* **DIRECTIVES**
**A.** According to the article on VTubing, why do many creators need something more reliable than inertial capture for live streaming?
**B.** Reproduce the passage of the VTubing article from "Workman began publishing" to "the VTubing community.".

* **PROVIDED TEXT**
GOING LIVE WITH METAHUMANS

Optical tracking is the next frontier of VTubing

In August 2022 a new streamer debuted on Twitch: Kellogg’s Tony the Tiger. Tony played the game Fall Guys while interacting with prominent streamers in real time as part of a collaboration between Kellogg’s and Twitch’s Brand Partnership team. No costume or make-up was involved – rather, the stream was made possible thanks to a live motion capture performance that was used to animate a digital Tony avatar.

This wasn’t the first time a digital avatar streamed in real time, but it was a very clear sign that ‘VTubing’ has reached the mainstream.

The trend has been growing for a while. Amazon says that last year VTubing content grew 467 percent year on year on Twitch, and in 2020 some 38 percent of YouTube’s 300 most profitable channels were from VTubers.

On the technological side, VTubers are still finding their feet. At the low end, content creators can spend a few hundred dollars to get a rigged 2D avatar and a good quality webcam and they’ll be able to stream a crudely animated character. In Japan, however, the most popular VTubers are already being produced by studios such as Polygon Pictures using motion capture hardware, and a number of English language VTubers are now turning to more powerful motion analysis solutions too.

Take a look at the video below. 

 

THE NEXT LEVEL

Matt Workman is at the forefront of this trend, demonstrating how, with minimal previous experience, an individual streamer or DIY indie studio can produce realtime 3D content using a Vicon setup.

Workman’s background is in developing 3D characters and environments in Unreal Engine. His app, Cine Tracer, is a real-time cinematography simulation used by filmmakers for storyboarding, and he’s currently creating clothing for Epic’s metahumans – the most advanced digital humans currently in the public sphere. That work wasn’t the main driver for his interest in optical capture, though.

“The original interest with the Vicon system was VTubers,” says Workman. “The biggest VTubers now are mostly 2D. They’re live, they’re producing content 24/7, they’re getting the highest engagement on YouTube and some of the highest on TikTok. They’re massive. Some of them want to move into 3D, but it has to all be live. But there’s this whole learning process and naturally they start with what is easily accessible.”

Often that means using inertial capture or the tracking hardware that comes with commercial virtual reality systems. “I was talking to a bunch of VTubers, and some of the higher-end ones were using inertial suits and whatnot, but the feeling was that for live streaming, inertial is a little unreliable.” Between complications with battery life, connectivity problems and accuracy issues, many creators are in need of a more robust and reliable solution.

“So my thought was, what if you gave a high quality optical system to an indie VTuber?” says Workman. “How about matching high fidelity motion with one of Epic Games’s high fidelity metahumans?”

A DIY APPROACH

Workman acquired 10 Vero cameras and set them up at home. “We weren’t even sure if it was going to work,” he says. “I have a drop ceiling and weird columns all over the place. We thought, ‘we’ll just see’.

“But on the first day I got results that looked good. It pretty much worked out of the gate. It’s very robust. I set it up once and haven’t adjusted it since, and it still gets the results I want, so I’m pretty happy with it.”

Workman began publishing videos documenting his setup and learning process, using Shōgun and Unreal Engine to link his performances with Epic’s metahumans in real time. The results have attracted hundreds of thousands of views and sparked significant interest among the VTubing community.

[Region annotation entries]
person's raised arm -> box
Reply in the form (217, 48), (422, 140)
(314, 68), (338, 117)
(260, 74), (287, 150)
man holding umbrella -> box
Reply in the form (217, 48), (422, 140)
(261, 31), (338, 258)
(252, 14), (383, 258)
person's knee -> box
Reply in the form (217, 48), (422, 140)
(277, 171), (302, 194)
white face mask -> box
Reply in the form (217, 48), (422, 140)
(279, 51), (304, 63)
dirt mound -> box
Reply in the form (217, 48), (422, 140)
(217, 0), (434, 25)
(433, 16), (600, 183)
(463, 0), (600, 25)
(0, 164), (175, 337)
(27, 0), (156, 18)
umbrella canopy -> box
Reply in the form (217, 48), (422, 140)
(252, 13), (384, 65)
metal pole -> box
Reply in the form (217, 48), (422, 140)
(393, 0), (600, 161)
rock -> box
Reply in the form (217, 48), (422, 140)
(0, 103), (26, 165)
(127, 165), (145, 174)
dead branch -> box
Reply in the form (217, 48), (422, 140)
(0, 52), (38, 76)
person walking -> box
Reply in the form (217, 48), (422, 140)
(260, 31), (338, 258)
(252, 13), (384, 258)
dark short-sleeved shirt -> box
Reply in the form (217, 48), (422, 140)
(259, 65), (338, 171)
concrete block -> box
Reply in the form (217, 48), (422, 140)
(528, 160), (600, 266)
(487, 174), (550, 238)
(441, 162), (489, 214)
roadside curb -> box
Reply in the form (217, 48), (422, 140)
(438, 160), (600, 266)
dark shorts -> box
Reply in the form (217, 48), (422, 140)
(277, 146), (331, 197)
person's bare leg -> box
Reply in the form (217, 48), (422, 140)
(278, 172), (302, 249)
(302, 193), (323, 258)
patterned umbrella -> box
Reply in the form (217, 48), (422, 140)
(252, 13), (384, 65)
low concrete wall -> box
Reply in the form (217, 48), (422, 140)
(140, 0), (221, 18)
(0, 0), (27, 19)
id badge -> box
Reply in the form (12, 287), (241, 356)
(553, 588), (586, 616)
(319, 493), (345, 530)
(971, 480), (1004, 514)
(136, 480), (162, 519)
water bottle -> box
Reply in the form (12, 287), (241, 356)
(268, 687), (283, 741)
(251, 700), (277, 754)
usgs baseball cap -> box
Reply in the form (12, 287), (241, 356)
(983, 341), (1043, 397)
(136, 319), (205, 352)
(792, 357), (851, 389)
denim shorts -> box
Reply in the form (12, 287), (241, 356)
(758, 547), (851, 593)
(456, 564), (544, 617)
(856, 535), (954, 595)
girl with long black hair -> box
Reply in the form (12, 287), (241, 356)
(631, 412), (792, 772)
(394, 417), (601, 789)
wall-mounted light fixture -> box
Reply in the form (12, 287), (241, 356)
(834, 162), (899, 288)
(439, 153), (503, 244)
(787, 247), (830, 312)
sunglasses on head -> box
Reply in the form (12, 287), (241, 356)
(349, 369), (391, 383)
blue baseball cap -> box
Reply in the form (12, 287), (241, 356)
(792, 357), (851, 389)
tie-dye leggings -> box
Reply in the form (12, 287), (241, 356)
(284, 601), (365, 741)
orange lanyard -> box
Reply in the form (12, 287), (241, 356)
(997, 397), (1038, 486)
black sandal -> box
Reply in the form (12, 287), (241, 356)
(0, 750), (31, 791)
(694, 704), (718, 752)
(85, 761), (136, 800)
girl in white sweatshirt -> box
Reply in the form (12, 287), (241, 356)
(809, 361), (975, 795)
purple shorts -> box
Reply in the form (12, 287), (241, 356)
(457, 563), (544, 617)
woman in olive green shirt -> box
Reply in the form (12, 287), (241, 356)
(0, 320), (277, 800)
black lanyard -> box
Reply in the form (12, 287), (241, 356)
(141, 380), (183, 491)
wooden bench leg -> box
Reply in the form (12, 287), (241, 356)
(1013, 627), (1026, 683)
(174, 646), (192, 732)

* **TASK-BY-TASK OUTPUTS**
**A.** Inertial capture brings complications with battery life, connectivity problems and accuracy issues. Because of these, VTubers felt that inertial systems are a little unreliable for live streaming, so many creators need a more robust and reliable solution.

**B.**
Workman began publishing videos documenting his setup and learning process, using Shōgun and Unreal Engine to link his performances with Epic’s metahumans in real time. The results have attracted hundreds of thousands of views and sparked significant interest among the VTubing community.